Text section:
______________________________

One or the other of these levels would likely limit fresh and further rallies in the absence of broad losses for the Dollar and unless Bank of England (BoE) Governor Andrew Bailey provides the market with reason to be more enthusiastic about Sterling this Monday or Tuesday.
Governor Bailey is set to address the London School of Economics at 18:00 on Monday before appearing in front of the House of Commons Treasury Select Committee at 09:45 on Tuesday and just days after the BoE gave no clear signal on whether it would be likely to raise interest rates again.
Above: GBP/USD at daily intervals with selected moving averages and Fibonacci retracements of September 2022 and March 2023 rallies indicating possible areas of technical support for Sterling. To optimise the timing of international payments you could consider setting a free FX rate alert here.
The highlight of the week for the Dollar, meanwhile, is Friday's release of the Fed's preferred measure of inflation in the form of the Core PCE Price Index although there is uncertainty about what a stronger-than-expected number would mean for U.S. exchange rates.

______________________________

Supplied records:
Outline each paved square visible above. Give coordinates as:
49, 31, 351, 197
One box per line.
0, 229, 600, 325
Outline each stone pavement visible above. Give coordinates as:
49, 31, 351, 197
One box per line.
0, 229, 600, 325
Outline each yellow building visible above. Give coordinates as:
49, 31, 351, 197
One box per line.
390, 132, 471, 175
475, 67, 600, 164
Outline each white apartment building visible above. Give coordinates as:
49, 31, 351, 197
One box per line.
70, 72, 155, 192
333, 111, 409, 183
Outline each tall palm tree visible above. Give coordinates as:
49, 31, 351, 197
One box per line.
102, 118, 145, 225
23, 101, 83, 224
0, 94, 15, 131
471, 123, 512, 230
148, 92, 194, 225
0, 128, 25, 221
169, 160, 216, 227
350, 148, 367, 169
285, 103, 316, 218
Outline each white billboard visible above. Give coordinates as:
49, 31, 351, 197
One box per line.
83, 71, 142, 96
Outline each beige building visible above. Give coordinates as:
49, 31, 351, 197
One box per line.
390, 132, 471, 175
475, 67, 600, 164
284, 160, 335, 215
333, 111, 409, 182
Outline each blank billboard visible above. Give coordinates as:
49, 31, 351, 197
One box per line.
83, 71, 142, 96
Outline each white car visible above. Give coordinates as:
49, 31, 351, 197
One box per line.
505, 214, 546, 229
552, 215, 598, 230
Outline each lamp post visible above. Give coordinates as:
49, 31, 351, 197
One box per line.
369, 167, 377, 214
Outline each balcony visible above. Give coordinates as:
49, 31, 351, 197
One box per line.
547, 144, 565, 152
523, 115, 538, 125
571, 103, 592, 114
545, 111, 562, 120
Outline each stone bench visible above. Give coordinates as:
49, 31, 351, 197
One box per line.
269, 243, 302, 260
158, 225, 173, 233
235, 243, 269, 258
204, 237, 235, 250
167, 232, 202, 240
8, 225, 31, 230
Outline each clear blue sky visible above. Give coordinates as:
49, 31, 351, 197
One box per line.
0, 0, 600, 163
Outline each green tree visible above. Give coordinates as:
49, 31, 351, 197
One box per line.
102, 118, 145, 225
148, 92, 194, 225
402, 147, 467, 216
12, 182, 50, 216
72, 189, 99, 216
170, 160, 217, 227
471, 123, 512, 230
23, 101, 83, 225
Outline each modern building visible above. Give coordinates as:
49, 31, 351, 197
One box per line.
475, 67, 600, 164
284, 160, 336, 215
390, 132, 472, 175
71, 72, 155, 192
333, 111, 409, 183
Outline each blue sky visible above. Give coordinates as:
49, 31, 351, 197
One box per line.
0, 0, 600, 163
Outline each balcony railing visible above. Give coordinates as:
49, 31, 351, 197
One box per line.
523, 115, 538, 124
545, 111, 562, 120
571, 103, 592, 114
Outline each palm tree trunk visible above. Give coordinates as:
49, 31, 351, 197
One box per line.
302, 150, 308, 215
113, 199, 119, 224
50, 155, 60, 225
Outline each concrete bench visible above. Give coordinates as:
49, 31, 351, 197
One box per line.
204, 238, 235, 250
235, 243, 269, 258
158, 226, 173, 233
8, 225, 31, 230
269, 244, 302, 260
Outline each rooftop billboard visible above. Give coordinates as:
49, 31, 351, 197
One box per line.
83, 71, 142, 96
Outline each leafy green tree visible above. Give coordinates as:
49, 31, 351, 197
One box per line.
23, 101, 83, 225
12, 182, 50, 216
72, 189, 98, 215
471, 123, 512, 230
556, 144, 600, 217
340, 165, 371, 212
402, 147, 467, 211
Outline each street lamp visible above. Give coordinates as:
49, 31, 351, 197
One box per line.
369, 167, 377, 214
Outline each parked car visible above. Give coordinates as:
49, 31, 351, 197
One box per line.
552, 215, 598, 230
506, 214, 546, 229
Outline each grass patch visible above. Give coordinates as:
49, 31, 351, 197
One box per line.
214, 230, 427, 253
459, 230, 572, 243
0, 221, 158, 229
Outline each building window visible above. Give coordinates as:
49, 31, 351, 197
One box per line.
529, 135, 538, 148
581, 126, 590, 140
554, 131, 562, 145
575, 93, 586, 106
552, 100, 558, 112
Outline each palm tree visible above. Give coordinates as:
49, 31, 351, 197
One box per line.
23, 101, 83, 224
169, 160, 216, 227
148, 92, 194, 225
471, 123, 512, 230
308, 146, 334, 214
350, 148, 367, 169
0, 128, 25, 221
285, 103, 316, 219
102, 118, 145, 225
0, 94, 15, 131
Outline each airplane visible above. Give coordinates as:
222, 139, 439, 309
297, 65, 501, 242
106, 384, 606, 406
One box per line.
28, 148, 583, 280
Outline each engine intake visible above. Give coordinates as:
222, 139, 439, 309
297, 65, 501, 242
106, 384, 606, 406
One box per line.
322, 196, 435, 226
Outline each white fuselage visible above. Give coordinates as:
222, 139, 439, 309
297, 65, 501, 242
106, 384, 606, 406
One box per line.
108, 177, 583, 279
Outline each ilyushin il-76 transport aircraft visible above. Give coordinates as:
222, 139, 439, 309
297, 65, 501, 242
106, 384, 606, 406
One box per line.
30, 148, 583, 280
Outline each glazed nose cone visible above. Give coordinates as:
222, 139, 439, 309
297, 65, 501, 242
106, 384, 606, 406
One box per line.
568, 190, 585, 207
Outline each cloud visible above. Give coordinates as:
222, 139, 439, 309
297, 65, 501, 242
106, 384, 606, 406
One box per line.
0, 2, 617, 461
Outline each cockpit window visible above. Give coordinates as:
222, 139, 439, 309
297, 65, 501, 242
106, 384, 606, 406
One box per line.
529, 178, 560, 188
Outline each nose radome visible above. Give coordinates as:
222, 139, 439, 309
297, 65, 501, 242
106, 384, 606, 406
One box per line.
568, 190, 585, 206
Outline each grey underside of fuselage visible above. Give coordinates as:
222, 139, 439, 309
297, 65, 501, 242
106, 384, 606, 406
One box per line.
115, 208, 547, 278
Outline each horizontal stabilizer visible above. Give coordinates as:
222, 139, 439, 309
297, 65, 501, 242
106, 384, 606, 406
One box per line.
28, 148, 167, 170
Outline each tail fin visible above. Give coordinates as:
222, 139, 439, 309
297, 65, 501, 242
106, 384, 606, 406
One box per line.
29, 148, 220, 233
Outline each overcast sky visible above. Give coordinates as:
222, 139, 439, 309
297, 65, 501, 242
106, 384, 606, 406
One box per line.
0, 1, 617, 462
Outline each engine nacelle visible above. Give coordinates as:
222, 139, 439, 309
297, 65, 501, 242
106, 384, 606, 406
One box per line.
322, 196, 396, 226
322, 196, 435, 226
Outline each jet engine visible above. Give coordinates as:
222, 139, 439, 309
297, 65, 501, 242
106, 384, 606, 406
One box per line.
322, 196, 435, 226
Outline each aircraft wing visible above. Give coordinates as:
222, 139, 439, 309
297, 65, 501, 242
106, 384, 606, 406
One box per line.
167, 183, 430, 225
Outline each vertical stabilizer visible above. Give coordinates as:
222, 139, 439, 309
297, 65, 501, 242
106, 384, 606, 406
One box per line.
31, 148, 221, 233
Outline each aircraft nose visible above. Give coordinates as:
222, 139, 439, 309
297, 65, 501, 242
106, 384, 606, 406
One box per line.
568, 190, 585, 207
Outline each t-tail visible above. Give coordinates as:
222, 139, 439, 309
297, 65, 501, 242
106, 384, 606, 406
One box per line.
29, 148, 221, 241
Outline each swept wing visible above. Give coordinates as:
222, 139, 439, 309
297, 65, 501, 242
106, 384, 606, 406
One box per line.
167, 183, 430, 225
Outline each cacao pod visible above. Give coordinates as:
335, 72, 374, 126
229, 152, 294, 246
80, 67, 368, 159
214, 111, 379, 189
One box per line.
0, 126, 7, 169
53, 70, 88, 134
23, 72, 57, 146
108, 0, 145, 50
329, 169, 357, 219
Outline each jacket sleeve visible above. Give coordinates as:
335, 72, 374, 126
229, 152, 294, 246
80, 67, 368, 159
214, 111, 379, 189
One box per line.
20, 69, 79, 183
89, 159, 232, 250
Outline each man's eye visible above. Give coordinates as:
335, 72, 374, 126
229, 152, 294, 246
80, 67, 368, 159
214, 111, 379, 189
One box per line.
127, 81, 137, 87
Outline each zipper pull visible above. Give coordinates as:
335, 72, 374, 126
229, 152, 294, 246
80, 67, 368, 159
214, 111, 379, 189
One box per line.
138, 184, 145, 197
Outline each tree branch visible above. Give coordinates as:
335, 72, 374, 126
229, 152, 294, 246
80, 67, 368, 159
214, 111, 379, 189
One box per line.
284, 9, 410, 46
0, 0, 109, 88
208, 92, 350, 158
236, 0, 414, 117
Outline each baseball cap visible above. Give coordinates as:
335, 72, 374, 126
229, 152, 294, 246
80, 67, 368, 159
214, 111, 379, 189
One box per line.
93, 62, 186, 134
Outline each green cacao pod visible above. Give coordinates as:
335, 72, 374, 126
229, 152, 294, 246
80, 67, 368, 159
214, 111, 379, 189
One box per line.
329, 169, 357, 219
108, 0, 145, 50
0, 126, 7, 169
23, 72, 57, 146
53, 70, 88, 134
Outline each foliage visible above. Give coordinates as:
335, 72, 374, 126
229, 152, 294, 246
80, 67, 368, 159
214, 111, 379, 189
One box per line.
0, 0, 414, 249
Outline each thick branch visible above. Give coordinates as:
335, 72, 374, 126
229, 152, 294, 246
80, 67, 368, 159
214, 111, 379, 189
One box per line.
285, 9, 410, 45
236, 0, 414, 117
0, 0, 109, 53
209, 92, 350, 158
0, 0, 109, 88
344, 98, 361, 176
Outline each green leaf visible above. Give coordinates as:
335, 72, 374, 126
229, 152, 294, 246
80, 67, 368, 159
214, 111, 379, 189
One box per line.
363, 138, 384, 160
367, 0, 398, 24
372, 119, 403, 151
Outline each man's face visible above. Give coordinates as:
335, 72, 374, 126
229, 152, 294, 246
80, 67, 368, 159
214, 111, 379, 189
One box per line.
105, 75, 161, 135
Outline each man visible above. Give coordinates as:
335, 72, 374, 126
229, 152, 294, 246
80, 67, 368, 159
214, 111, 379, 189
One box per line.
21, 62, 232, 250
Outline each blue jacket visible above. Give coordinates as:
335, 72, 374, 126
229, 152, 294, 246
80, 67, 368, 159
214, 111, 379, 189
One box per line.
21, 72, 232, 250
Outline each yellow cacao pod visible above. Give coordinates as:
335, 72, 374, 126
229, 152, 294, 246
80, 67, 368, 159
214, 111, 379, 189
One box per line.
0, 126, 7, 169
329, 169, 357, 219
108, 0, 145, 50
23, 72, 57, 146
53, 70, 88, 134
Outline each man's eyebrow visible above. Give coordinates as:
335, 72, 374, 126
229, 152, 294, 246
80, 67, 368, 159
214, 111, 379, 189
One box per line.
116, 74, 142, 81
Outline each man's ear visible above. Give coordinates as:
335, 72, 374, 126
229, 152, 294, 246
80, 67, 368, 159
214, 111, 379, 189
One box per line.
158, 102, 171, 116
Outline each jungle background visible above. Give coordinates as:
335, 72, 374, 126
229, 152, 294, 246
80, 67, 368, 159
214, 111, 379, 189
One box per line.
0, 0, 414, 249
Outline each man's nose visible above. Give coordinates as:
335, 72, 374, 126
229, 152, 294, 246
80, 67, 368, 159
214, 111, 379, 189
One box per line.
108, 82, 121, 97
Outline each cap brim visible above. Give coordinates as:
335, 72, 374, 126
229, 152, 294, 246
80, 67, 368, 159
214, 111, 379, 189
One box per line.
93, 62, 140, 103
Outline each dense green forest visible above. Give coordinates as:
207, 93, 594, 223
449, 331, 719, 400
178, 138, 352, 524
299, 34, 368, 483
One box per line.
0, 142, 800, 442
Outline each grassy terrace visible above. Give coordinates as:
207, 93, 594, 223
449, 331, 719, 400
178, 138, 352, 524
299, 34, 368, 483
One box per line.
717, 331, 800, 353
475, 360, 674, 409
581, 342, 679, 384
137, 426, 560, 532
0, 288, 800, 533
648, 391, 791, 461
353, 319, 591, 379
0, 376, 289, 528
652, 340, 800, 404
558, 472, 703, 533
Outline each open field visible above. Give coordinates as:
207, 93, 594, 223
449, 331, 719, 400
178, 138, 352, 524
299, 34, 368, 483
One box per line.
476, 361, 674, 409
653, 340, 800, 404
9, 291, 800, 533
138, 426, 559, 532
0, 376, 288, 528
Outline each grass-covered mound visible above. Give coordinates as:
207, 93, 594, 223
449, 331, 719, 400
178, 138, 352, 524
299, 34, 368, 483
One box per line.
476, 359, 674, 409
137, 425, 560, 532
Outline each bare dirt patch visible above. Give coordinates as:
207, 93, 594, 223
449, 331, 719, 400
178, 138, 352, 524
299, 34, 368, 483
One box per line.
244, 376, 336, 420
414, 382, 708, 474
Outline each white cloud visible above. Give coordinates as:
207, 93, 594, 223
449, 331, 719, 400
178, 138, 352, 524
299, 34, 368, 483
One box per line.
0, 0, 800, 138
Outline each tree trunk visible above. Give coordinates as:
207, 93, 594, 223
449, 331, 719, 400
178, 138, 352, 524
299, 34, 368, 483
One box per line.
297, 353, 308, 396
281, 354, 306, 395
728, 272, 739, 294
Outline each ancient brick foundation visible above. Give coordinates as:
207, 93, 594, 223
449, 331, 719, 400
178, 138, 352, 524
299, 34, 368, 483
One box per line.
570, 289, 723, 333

______________________________

Problems:
1 > Rewrite the lines of the records that begin with the line containing "Outline each tall" and end with the line containing "333, 111, 409, 182", replacing "billboard" with "signboard" and leaving everything else unchanged.
2 > Write what comes next in the text on Sterling's outlook against the Dollar.

Answers in order:
1 >
Outline each tall palm tree visible above. Give coordinates as:
49, 31, 351, 197
One box per line.
102, 118, 145, 225
23, 101, 83, 224
0, 94, 15, 131
471, 123, 512, 230
148, 92, 194, 225
0, 128, 25, 221
169, 160, 216, 227
350, 148, 367, 169
285, 103, 316, 218
Outline each white signboard visible above. Give coordinates as:
49, 31, 351, 197
One box per line.
83, 71, 142, 96
Outline each beige building visible above. Give coordinates as:
49, 31, 351, 197
One box per line.
390, 132, 471, 175
475, 67, 600, 164
284, 160, 335, 215
333, 111, 409, 182

2 >
Economists are looking on average to see the index remain unchanged at 4.7% for the year to the end of February, aided by a month-on-month increase of 0.4%, which would be down from 0.6% previously.
"Recent developments have also taken some of the focus away from upside risks to the inflation outlook," says Lee Hardman, a currency analyst at MUFG.
"While the BoE and Fed continued to hikes rates this week in response to more persistent inflation risks, market participants are not as convinced that central banks will need to tighten policy much further if credit conditions tighten as well in response to the loss of confidence in the banking system," he adds.